>> START Stored data

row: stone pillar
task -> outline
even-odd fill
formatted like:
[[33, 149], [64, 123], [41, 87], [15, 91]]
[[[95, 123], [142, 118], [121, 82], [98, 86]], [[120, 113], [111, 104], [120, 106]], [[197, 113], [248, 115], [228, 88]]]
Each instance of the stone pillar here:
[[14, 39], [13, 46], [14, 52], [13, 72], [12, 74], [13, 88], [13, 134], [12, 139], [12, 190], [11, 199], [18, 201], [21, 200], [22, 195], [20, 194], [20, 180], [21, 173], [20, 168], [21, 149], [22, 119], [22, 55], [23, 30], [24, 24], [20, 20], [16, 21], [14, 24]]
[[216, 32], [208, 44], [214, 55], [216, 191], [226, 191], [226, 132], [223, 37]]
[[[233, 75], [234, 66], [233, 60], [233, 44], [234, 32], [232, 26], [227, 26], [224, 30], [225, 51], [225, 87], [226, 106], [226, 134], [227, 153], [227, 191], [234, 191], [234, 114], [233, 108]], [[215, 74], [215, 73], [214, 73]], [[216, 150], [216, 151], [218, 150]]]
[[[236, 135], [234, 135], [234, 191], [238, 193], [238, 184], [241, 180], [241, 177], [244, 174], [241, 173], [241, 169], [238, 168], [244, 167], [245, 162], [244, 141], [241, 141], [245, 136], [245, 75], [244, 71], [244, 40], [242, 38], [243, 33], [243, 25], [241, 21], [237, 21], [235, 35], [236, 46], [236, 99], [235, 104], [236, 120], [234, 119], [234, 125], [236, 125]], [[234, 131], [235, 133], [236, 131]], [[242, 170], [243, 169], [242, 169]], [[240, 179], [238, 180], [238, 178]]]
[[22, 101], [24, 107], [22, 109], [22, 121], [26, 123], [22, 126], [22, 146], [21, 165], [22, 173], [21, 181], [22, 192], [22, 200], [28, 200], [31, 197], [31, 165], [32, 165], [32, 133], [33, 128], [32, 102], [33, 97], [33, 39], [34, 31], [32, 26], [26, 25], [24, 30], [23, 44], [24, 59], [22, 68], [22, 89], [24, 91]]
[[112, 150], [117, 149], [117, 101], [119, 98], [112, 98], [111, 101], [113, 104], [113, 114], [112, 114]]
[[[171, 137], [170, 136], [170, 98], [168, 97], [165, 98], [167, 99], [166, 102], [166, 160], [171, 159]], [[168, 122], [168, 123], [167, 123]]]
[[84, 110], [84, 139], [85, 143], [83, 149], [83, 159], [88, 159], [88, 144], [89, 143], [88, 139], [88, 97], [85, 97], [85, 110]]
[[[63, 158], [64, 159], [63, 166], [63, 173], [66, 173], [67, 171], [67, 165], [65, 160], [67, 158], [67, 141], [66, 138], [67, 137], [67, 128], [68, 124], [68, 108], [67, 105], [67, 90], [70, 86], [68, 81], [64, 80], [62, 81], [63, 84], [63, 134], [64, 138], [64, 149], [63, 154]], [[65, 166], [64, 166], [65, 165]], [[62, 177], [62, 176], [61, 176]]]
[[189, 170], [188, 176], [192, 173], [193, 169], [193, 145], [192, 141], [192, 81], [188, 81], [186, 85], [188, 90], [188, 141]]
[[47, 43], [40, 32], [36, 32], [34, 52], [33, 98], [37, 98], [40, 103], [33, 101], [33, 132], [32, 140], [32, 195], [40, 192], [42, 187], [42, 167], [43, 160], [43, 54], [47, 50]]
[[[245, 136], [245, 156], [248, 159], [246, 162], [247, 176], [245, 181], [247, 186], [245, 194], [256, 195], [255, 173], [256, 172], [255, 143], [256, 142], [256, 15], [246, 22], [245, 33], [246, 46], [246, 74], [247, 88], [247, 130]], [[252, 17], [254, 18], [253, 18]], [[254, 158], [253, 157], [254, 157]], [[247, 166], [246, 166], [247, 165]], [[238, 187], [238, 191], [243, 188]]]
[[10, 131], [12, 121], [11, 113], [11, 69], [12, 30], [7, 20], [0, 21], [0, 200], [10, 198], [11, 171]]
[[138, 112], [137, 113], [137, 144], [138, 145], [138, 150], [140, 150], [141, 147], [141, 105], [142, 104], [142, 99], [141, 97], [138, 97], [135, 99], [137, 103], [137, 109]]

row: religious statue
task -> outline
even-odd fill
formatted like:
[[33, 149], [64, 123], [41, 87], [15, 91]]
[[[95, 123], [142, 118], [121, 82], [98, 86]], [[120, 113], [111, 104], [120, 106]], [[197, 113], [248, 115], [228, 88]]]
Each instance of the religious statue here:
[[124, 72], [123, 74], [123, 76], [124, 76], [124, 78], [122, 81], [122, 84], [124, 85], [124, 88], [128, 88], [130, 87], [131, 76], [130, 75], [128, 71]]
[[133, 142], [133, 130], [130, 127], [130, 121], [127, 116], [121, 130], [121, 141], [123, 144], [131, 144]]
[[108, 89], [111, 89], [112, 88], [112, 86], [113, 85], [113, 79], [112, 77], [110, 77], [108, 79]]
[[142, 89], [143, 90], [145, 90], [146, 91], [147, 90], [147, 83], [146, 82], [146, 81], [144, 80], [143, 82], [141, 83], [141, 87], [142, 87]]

>> END Stored data

* [Problem statement]: Output, unchanged, the lines from the line with "row: religious statue" through the final line of the material.

* [Exercise output]:
row: religious statue
task -> outline
even-odd fill
formatted like:
[[33, 149], [64, 123], [41, 87], [15, 91]]
[[[95, 123], [142, 118], [121, 82], [98, 86]], [[120, 113], [111, 104], [120, 106]], [[197, 113], [248, 115], [228, 88]]]
Each instance of the religious statue here:
[[124, 72], [123, 74], [123, 76], [124, 76], [124, 78], [122, 81], [122, 84], [124, 85], [124, 88], [128, 88], [130, 87], [131, 76], [130, 75], [128, 71]]
[[133, 142], [133, 130], [130, 127], [130, 121], [127, 116], [121, 130], [121, 141], [123, 144], [131, 144]]
[[108, 89], [111, 89], [112, 88], [112, 86], [113, 85], [113, 79], [112, 77], [110, 77], [108, 79]]
[[142, 89], [143, 90], [145, 90], [146, 91], [147, 90], [147, 83], [146, 82], [146, 81], [144, 80], [143, 82], [141, 83], [141, 87], [142, 87]]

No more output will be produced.